-- EXERCISE MATERIALS follows --

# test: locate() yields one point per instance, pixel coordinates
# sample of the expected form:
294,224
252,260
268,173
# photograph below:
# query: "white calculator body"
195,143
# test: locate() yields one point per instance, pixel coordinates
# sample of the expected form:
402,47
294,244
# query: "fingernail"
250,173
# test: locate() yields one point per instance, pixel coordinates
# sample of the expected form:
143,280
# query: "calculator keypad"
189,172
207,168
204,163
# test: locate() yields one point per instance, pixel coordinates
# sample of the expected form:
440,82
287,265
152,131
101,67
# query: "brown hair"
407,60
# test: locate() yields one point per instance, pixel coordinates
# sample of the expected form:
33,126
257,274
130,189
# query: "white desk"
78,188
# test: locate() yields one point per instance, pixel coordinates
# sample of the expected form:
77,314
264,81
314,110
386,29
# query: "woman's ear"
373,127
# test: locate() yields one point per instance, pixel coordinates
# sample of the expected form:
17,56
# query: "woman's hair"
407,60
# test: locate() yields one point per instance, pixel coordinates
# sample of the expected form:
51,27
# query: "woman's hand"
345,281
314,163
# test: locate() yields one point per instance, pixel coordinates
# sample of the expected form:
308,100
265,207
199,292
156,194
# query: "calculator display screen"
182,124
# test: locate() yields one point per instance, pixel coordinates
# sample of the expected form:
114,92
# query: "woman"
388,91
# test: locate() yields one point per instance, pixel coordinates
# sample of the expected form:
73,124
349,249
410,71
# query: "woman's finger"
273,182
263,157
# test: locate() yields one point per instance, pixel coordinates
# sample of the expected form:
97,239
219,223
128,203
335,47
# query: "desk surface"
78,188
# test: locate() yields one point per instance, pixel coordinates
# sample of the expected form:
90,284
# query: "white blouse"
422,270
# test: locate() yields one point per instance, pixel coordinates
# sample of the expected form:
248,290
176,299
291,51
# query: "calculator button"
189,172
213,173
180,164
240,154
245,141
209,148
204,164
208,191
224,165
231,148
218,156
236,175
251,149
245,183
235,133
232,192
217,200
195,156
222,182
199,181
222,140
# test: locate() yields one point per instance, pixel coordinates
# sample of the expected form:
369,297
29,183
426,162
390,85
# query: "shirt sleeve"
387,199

-- EXERCISE MATERIALS concluded --

| TASK DETAILS |
Copy each line of the listing verbatim.

| WRITTEN RESPONSE |
# test: locate() yields one point per instance, pixel coordinates
# sample of the expected form:
294,224
252,260
268,173
# photograph below:
# query: "white calculator body"
195,143
# test: locate() yields one point per instance, pixel coordinates
# sample of the expected form:
402,47
294,244
# query: "fingernail"
250,173
# test: locate() yields one point per instance, pixel coordinates
# sample of the expected form:
143,280
# query: "calculator keypad"
189,172
207,168
204,163
# test: locate() yields one point per instance, pixel coordinates
# sample of the expected form:
440,82
287,265
152,131
101,67
# query: "brown hair"
407,60
# test: locate() yields one point per instance, pixel coordinates
# sample of the expected form:
33,126
257,274
130,189
# query: "white desk"
78,188
# test: locate() yields one point per instance, pixel coordinates
# sample of the expected form:
77,314
264,81
314,110
386,29
# query: "woman's ear"
373,127
# test: locate() yields one point per instance, pixel coordinates
# sample of the expected form:
17,56
# query: "woman's hair"
407,60
# test: locate() yields one point per instance, pixel coordinates
# sample of the expected form:
51,27
# query: "woman's hand"
345,281
314,163
# test: locate() yields one point per instance, pixel coordinates
# sample of the expected form:
308,100
265,207
199,292
156,194
# query: "calculator display screen"
182,124
# test: locate() yields one point per instance, pixel coordinates
# sample of the expected form:
114,92
# query: "woman"
388,91
# test: locate() yields one point per instance, pixel coordinates
# sample of the expected form:
73,124
349,249
410,71
# query: "woman's finger"
273,182
263,157
# test: locate() yields one point per instance, pixel coordinates
# sample of the expected form:
97,239
219,223
128,203
335,47
# query: "desk surface"
78,188
# test: locate() yields one point per instance, pixel coordinates
# sample of the expected form:
90,284
# query: "white blouse"
422,270
# test: locate() yields one point per instance, pixel coordinates
# sample of the expected form:
248,290
176,299
291,51
# query: "calculator button"
189,172
213,173
180,164
240,154
245,141
209,148
204,164
208,191
224,165
231,148
218,156
236,175
251,149
245,183
235,133
232,192
217,200
195,156
222,182
199,181
222,140
# test: locate() yields one point per instance, pixel coordinates
# sample of the expected form:
369,297
29,183
426,162
390,85
# query: "shirt sleeve"
387,199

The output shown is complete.